_Passage given_
========

When the kids grow up , & leave the house , then get the divorce . That way , they will respect you more when you age . Unless your spouse is physically , or mentally abusive , & is a danger to you & yours , be an adult , & stick it out . It doesn't have to be forever . Maintaining a stable environment for them , is like staying in the kitchen , till dinner is done . Unless it's on fire , stay in it to be certain that it doesn't . When your children mature , they will understand , & thank you for your efforts .
Studies have shown that children of parents that only stay together for the sake of the kids are no better off than children of divorced parents.
Thank you!!
I had to divorce my daughters moms both betrayed the essence of marriage and joint custody protected my daughters when they were with me and I got them counseling for them to cope with their bad moms.
All I can say is kids will know when things are wrong. Example: GF parents were cheating on each other but they stayed together because of their 3 teenage daughters. Lead me to believe that she was someone I could fall in love with but I could never love. Prior of her I had a fling with her older sister. Her kid sister had issues stealing boyfriends from her classmates. And she seemed as the normal one but She was living in an example of a bad marriage. I had to leave the smartest and one of the most beautiful women in my life. No Regret What So Ever. Never asked her next BF why he was So Mad at her. For those that stay together for the kids... you may be teaching them how to be miserable. My kids punished my wife and I for divorcing. Now they get worried when we have dinner or go dancing together. We dance better now than ever did when married but we don't cross lines. I will like to thing we taught our children how to handle a divorce and they were spared of a misery childhood.
Kids, no matter what age, deserve to be raised by people who can show them what loving yourself and being in a caring, loving relationship with someone else can mean... so whether you go it single or find a new partner, teach your children straight through their adulthood that you are important and your happiness matters. You wouldn't want them to grow up and stay with someone that made them unhappy, so don't teach them to accept mediocrity in this short life.
Partly I stayed for the kids, and partly I stayed because I didn't have skills to get a good job and support those kids. When I finally realized I had enough I got some education and then got the divorce going, the youngest was in HS. The kids now tell me I really stayed too long, but hind site is 20/20.
This isn't the exception; it's the paradigm. And yes; it's totally involved in the madness that is judaeo-christian influence.
Every situation is different. Ordinarily I'd say splitting is going to be healthiest for everyone if the parents are no longer effectively partners. However, I had a college professor who divorced from her husband when their son was very young and they got remarried because their son couldn't handle it and even after an extended time was having severe emotional and behavioral problems. It sort of worked for them, and their son improved greatly after they were back together.
My girlfriend's daughter lived three year of "staying together for the kids". After so many nights of seeing her parents sleeping in different rooms /of not seeing them hugging each other / of "special" phone calls......OF MANY MOMENTS OF SILENCE....this sixteen y/o girl told her parents: "I can't take your s...t any longer. Get divorced, be happy and allow me to be happy." .
Children are sensitive to change and when that change is negative they often act out in some manner. Younger children often blame themselves, older children often act out in a negative way out of fear and insecurity.

========

(Collection entries)

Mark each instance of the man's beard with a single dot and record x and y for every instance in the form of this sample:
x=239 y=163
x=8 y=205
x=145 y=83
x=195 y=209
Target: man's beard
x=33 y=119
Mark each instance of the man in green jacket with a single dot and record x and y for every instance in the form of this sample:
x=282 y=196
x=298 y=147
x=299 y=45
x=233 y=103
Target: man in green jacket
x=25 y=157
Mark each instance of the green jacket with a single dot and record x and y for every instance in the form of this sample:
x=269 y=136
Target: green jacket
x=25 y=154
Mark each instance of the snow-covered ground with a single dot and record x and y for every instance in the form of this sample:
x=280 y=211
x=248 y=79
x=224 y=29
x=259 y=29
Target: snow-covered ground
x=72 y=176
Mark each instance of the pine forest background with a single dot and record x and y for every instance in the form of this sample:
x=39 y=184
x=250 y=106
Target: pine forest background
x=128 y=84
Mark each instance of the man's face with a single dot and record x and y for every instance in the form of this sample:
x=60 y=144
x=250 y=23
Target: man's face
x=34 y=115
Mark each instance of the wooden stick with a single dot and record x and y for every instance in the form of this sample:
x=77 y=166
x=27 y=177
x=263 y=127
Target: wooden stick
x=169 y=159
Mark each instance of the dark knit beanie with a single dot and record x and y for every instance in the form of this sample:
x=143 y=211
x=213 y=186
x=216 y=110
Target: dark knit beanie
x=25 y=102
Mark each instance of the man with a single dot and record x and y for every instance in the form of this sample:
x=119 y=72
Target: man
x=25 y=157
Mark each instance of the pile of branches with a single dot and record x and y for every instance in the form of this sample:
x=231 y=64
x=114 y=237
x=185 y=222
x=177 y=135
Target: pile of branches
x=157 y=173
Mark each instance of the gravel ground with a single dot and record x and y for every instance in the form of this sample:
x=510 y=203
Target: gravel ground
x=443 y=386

========

_Exercise set_
• 1. In the comments above about staying together for the kids, list the experiences described for the sixteen-year-old girl before she told her parents to get divorced.
• 2. Extend the comments above about staying together for the kids, beginning right after their final sentence.

_Exercise responses_
• 1.
- Seeing her parents sleeping in different rooms
- Not seeing them hugging each other
- "Special" phone calls
- Many moments of silence

• 2.
It is unhealthy to stay together, there's too much history and intimate knowledge for it to work out. Come to an agreement on a co-parenting plan and go your separate ways. If there are issues then get help.
Honour your marriage vows.
What if they mean nothing? An empty promise has no validity.
@MrLizard There you go, the persons concerned had lack of trust and respect. Why it failed in the first place. No honour.
@BobFenner If they are happy to go round making empty promises to people, shows you how much you can trust them and the measure of the persons.
@MrLizard Did you try police intervention? She changed for the worse it seems, what could have been done to effect another change but for the better?
@Treasurehunter People change; as do their propensity to continue working on/toward their relationships. At some point, one, both parties may give up on their marriage, partnership, even themselves... A shame at times, but....
The problem with honoring your wedding vows is the "until death do us part" could be taken wrong.
@Rudy1962 Just a little help to get them on their way.
@BobFenner Perhaps people should consider what they are committing to before they get married? In the Christian culture, it is till death do us apart. I think that in Islam it is a contract and it can be ended subject to certain processes. Maybe they should consider a Hedonist's Creed "Till it is not fun anymore."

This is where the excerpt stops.